» PAGE TEXT

☆ ☆ ☆ ☆ ☆

Although not statistically significant, the questionnaire-derived "positive regard" score suggests a trend that orthopedic patients have more negative attitudes toward their doctors than other clinic patients. A trend was also found in the use of curvy vs. straight/jagged lines in the mandala. In the field of art therapy, curvy lines are interpreted to be indicative of relaxation and trust while straight/jagged lines are interpreted as a sign of anger or frustration. Oncology patients were more likely to use curvy lines (3:1) whereas for orthopedics, the ratio was reversed (3:7) in favor of straight/jagged lines. The selection of feeling "important" was significantly correlated (p<05) to clinic with oncology patients feeling the most important and orthopedic patients feeling the least important. The selection of "hopeful" was also significantly correlated (p<.05) to clinic with cystic fibrosis (CF) patients feeling the most hopeful and oncology patients feeling the least hopeful.
Conclusions: Projective art measures are a useful adjunct to examine children's perceptions of physicians and offer a richer, more open-ended perspective. Slegelis (1987) even describes the mandala as a "personal Rorschach". The results of our study suggest that younger age, longer duration of illness, and orthopedic injuries are variables associated with more negative attitudes. We offer the following explanations for our finding on age. First, younger children may not often understand the medical situation or what the doctor tells them. In addition, doctors tend to communicate more with the parent than with the child and may be more intimidating to younger patients.
Regarding duration of illness, one might think a prolonged course of illness would result in a longer, more intimate relationship with a doctor, and thus more positive regard toward them. However, data from our study indicate that patients are less likely to draw their doctor in a positive light and also less likely to feel "strong/confident" when with their doctor. This may reflect the nature of their illness and the inability of doctors to cure their ailment.

☆ ☆ ☆ ☆ ☆

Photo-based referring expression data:
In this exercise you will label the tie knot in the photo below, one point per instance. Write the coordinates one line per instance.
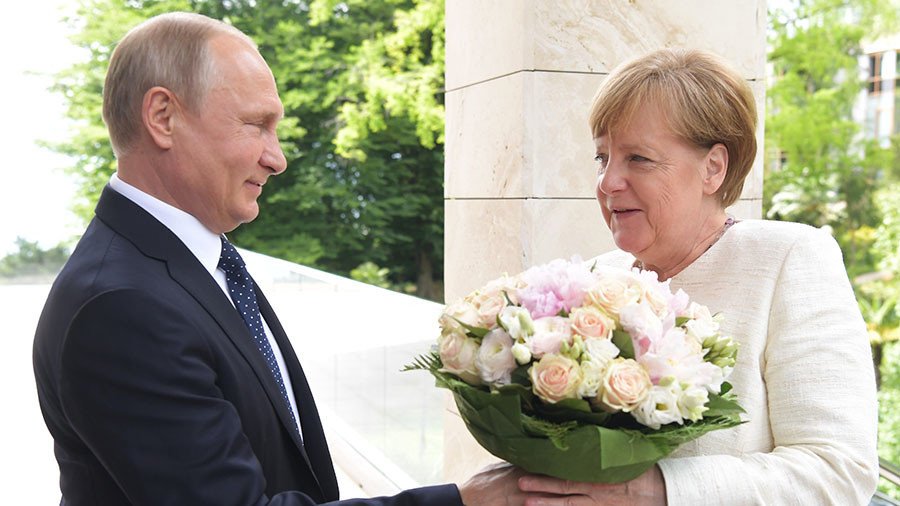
(230, 260)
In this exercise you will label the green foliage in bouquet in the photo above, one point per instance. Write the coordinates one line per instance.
(568, 439)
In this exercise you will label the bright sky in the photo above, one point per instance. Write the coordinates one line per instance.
(36, 200)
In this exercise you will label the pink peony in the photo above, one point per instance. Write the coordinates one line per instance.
(554, 287)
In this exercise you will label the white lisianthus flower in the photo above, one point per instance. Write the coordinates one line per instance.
(591, 378)
(521, 353)
(702, 328)
(458, 354)
(692, 402)
(601, 351)
(592, 322)
(517, 322)
(495, 361)
(660, 407)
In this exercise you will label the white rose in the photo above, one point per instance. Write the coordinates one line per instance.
(549, 334)
(521, 353)
(517, 322)
(601, 351)
(495, 361)
(488, 307)
(625, 385)
(660, 407)
(614, 290)
(591, 378)
(554, 378)
(641, 323)
(458, 354)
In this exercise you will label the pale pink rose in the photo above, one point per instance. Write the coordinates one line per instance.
(642, 324)
(458, 354)
(555, 377)
(488, 307)
(495, 362)
(614, 290)
(549, 334)
(591, 322)
(625, 385)
(676, 355)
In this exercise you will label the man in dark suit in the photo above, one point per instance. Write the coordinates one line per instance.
(156, 389)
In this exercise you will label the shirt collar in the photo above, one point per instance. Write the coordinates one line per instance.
(203, 243)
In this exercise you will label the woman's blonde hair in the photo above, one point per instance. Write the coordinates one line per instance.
(704, 100)
(170, 50)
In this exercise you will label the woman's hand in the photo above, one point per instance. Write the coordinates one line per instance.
(648, 489)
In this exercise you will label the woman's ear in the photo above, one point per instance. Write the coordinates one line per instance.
(158, 111)
(716, 168)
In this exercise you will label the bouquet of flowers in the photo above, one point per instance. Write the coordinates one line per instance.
(584, 373)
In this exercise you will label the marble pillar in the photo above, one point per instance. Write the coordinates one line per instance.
(519, 171)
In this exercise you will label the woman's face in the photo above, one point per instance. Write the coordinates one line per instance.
(656, 190)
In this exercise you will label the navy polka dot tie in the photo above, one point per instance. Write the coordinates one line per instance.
(240, 286)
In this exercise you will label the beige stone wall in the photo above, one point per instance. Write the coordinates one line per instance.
(519, 171)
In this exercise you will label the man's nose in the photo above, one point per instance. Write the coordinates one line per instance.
(273, 156)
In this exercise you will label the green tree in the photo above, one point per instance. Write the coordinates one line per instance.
(29, 259)
(363, 128)
(822, 173)
(820, 170)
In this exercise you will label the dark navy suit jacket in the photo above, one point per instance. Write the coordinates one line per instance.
(155, 393)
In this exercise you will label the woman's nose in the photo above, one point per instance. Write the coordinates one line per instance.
(611, 180)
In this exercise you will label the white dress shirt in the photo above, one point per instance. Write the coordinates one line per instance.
(207, 247)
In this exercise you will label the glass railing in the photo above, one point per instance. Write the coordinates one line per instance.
(384, 426)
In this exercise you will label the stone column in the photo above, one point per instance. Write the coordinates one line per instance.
(519, 171)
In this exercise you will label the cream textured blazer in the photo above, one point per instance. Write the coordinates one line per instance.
(804, 374)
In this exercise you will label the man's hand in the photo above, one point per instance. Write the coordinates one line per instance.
(648, 489)
(495, 485)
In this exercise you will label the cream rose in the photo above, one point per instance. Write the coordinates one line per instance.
(549, 334)
(625, 385)
(494, 361)
(555, 377)
(458, 354)
(615, 290)
(591, 322)
(488, 307)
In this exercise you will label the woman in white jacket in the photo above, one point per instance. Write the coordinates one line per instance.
(675, 134)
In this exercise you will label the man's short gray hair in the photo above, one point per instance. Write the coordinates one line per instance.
(170, 50)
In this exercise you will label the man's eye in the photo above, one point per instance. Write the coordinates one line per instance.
(601, 160)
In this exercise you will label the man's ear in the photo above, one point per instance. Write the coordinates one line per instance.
(158, 111)
(716, 168)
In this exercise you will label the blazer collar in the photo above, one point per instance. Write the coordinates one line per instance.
(154, 240)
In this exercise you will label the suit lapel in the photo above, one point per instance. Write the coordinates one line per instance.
(316, 445)
(157, 241)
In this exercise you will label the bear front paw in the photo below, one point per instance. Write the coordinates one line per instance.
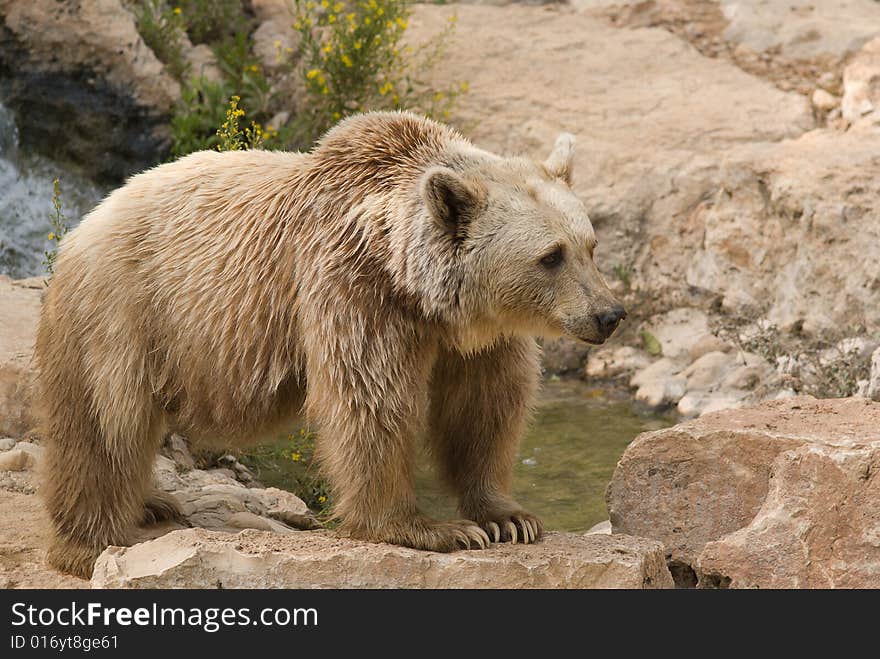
(519, 526)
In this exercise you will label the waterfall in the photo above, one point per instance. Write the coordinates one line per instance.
(26, 201)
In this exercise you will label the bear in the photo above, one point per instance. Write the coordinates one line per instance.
(388, 284)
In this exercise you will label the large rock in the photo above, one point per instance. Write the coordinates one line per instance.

☆ ☆ ☆ ☆ ☆

» TASK DESCRIPTION
Continue the study text on children's attitudes toward their doctors, starting after its final sentence.

» EXPECTED ANSWER
The more negative attitudes of orthopedic patients may be explained by the fact that these patients are accustomed to being healthy. They are unfamiliar with the medical environment and may see their injury as a nuisance or hindrance to their normal daily routine. The finding that orthopedic patients do not feel as "important" as other clinic patients may perhaps reflect the "benign" nature of their injuries as well as the behaviors and attitudes of their physicians. Because the injuries of recruited orthopedic subjects were amenable to treatment and not life-threatening, some orthopedists may underestimate the impact the situation has on their patients and may not invest themselves as much into understanding the patient and their concerns. On the other hand, oncology patients reported feeling the most important. This again may reflect the severity of condition and thus the amount of empathy physicians show their patients. Unlike otherwise healthy orthopedic patients, children with cystic fibrosis practically grow up with doctors as part of their family. Despite the average lifespan of CF being around 32 years, patients reported being "hopeful" more than any other clinic group. This may reflect the close relationship and trust that CF children have in their doctors and their subsequent hope that they will find a way to cure them.
This study was a rare opportunity for pediatric patients to give their side of the doctor-patient relationship. Knowledge of variables affecting children's attitudes toward physicians may lead to improvements in treatment compliance, subjective distress, and pro-health behaviors of these clinical populations.